AIM OF THE EXERCISE
Here are some entries; quote each one exactly.

SOURCE RECORDS
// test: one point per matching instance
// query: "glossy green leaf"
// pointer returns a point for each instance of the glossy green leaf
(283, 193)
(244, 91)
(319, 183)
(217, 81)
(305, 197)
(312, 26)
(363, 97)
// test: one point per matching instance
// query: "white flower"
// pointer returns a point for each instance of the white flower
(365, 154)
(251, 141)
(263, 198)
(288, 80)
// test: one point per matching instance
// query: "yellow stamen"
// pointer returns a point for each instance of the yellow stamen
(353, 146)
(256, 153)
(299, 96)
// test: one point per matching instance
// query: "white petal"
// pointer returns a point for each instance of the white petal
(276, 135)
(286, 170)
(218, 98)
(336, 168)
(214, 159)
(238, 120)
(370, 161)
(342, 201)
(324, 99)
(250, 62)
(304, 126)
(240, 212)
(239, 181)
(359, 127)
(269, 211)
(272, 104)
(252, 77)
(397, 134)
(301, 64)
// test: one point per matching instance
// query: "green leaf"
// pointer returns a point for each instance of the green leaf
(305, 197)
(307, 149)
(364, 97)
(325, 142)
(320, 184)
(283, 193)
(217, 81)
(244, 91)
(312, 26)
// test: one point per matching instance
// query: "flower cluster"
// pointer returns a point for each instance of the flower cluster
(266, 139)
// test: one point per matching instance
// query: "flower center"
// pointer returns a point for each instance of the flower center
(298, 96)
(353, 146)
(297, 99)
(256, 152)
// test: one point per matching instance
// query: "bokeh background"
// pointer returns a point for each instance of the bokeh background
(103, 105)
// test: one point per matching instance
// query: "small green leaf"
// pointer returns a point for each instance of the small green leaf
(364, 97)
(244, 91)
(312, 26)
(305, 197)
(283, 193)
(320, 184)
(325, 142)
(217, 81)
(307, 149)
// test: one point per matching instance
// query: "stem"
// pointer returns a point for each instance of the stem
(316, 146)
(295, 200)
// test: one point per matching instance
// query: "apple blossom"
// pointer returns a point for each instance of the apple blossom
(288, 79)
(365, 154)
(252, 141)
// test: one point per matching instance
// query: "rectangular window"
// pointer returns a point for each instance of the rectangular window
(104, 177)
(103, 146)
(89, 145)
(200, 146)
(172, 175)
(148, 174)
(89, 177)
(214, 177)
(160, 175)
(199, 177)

RESPONSE
// test: one point per matching instance
// query: "glossy green leaf"
// pointer returns a point for each instance of the glossy green leaf
(283, 193)
(244, 91)
(319, 183)
(217, 81)
(305, 197)
(312, 26)
(363, 97)
// test: one point per matching instance
// query: "white flower"
// pointer returns a point for each instance of the white flower
(365, 154)
(251, 141)
(263, 198)
(288, 80)
// test: one point per matching instance
// query: "yellow stamen"
// pointer returns a point for each instance of the yellow stamen
(353, 146)
(256, 153)
(299, 96)
// test: one point per matching instance
// query: "white petal"
// pointer returns a point for each instance of the white petal
(276, 135)
(286, 170)
(218, 98)
(336, 168)
(214, 159)
(238, 120)
(370, 161)
(342, 201)
(324, 99)
(250, 62)
(304, 126)
(240, 212)
(239, 181)
(359, 127)
(269, 211)
(272, 104)
(252, 77)
(397, 134)
(301, 64)
// test: one point per matching instance
// query: "green leaf"
// pointer returns a point for each instance of the green leaf
(305, 197)
(307, 149)
(364, 97)
(325, 142)
(320, 184)
(283, 193)
(217, 81)
(244, 91)
(312, 26)
// test: one point per matching instance
// query: "flower cluster"
// pointer returns a point for each instance of the flower cluster
(266, 139)
// test: one point per matching instance
// query: "flower center"
// pointer returns a point for each instance of the flower center
(298, 96)
(353, 146)
(297, 99)
(256, 152)
// test: one point per matching instance
// query: "bokeh background"
// pointer returns a point for each instance of the bokeh background
(103, 105)
// test: one point per matching instance
// query: "small green leaf"
// pointer returns a point for each instance of the small green leaf
(364, 97)
(244, 91)
(312, 26)
(305, 197)
(283, 193)
(320, 184)
(325, 142)
(217, 81)
(307, 149)
// test: one point per matching instance
// query: "stem"
// pointer returns a point for each instance of the stem
(316, 146)
(295, 200)
// test: one point per matching instance
// query: "apple blossom"
// pointer returns a point for each instance of the apple blossom
(288, 79)
(365, 154)
(252, 141)
// test: one point per matching instance
// query: "rectangular window"
// pointer returns a point for each instance of the rectangular window
(104, 177)
(103, 146)
(89, 145)
(200, 146)
(172, 175)
(148, 174)
(89, 177)
(214, 177)
(160, 175)
(199, 177)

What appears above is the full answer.